DIRECTIONS FOR THIS TASK:
Give as a JSON list of strings the part of the listing below that opens with the line containing "of the calm" and runs through its final line, one string per line and blank lines omitted.

Records of labeled points
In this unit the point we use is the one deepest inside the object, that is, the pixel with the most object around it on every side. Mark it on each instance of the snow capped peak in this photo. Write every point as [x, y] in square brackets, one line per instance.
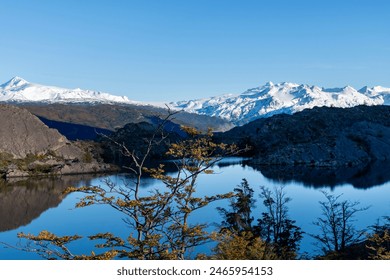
[14, 82]
[285, 97]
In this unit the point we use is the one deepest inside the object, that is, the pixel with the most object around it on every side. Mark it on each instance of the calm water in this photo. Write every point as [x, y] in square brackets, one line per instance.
[36, 205]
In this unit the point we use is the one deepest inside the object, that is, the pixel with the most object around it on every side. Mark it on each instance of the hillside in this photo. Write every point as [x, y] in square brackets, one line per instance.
[322, 137]
[282, 98]
[115, 116]
[28, 147]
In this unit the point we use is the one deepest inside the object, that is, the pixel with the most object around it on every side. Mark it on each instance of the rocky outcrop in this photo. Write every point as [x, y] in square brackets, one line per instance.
[322, 137]
[28, 147]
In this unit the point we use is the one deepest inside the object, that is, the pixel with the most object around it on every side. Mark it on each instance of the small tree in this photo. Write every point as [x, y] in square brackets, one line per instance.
[239, 218]
[337, 231]
[276, 227]
[378, 243]
[276, 233]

FULL ANSWER:
[
  "In this unit the point we use is the one deepest inside the object, that is, the pixel with the most object around it on every side. Mark it on each instance of the calm water in this photo. Write every point as [x, y] in square brackets, one line per instance.",
  "[36, 205]",
  "In this unit the point we use is the one deepest inside the object, that is, the pixel with the most object around it on every side. Mark it on each instance of the hillside in this photo. Write every point as [x, y] in square brackets, one line per instance.",
  "[322, 137]",
  "[282, 98]",
  "[115, 116]",
  "[28, 147]",
  "In this unit the point we use is the one deepest inside the object, that is, the pixel with the most object around it on every side. Mark it on each instance of the rocky outcrop in this photo. Write every point as [x, y] in square brackets, one line per instance.",
  "[322, 137]",
  "[28, 147]",
  "In this unit the point we use is the one deepest inside the object, that is, the pixel with the most object around it on every side. Mark it on each instance of the small tree in this photo. Write every point as [x, y] in square brackets, one line per instance.",
  "[239, 218]",
  "[337, 231]",
  "[276, 227]",
  "[378, 243]",
  "[276, 233]"
]